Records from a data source
+ + + +

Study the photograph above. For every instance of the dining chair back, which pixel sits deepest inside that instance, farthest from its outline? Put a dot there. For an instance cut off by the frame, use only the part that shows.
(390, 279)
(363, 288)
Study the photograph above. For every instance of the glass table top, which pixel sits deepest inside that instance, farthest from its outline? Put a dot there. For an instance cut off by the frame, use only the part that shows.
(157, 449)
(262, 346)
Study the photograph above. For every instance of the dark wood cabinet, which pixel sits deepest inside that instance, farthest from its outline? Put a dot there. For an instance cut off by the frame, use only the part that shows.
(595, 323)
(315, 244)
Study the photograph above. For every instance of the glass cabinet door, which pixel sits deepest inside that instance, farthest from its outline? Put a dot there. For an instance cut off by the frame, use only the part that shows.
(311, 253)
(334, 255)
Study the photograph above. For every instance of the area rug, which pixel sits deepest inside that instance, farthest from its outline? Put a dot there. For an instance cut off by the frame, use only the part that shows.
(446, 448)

+ + + +

WHAT THIS TASK INVOLVES: Your answer should consist only of the lines from the one that holds "Study the photograph above. For every instance of the dark" to the end of the entries above, both ends included, each repeated exactly.

THE ANSWER:
Study the photograph above. For every instance of the dark wood cabinet, which pixel sits deepest inside that instance, farthest from its outline? Put a dot there. For an instance cut off by the frame, use only the part that shows.
(595, 323)
(315, 244)
Study the photograph above. For every instance of the glass cabinet door, which pixel sits deepest inside that instance, farthest from its outline? Put a dot there. For an instance cut off by the frame, use only the part that shows.
(311, 253)
(334, 255)
Study the photograph above. For every instance of the area rug, which pixel sits deepest inside that instance, farthest from its outline? Put a dot there. For an instance cut off by the frame, use only the part that shows.
(446, 448)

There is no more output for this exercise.